Return each line of the listing that follows in which the string "white" can be found.

══ DATASET EXCERPTS

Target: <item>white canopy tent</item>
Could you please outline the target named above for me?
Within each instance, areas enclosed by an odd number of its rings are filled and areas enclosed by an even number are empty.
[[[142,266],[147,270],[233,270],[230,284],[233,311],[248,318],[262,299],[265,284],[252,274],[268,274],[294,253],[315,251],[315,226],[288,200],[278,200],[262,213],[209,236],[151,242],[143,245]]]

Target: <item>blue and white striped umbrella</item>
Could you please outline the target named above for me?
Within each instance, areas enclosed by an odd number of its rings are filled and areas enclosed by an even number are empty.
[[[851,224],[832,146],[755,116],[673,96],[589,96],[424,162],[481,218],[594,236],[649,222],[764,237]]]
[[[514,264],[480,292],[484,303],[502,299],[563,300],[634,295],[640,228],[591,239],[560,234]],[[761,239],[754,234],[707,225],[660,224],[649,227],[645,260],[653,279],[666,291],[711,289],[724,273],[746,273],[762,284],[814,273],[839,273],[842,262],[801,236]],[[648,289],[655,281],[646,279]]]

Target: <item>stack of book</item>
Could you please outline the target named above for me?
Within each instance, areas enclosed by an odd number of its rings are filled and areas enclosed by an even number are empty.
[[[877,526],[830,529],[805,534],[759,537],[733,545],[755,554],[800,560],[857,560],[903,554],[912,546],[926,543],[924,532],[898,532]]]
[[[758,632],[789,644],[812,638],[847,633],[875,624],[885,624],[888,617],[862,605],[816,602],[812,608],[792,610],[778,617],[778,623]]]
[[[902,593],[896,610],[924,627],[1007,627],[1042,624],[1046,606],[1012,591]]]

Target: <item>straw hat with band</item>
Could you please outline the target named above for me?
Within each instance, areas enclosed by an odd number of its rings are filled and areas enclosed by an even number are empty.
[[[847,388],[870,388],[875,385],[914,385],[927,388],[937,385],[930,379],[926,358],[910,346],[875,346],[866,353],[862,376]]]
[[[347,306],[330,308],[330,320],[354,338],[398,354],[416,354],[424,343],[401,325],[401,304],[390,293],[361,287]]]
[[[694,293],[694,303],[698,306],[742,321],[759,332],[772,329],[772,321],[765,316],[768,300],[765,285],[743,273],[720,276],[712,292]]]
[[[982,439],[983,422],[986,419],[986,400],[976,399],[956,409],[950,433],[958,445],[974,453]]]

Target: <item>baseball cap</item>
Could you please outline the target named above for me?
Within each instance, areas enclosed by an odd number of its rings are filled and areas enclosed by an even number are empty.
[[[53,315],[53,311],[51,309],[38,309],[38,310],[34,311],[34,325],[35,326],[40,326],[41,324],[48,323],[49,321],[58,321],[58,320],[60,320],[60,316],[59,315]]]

════

### YOUR SOLUTION
Target: <item>white canopy tent</item>
Target: <item>blue and white striped umbrella</item>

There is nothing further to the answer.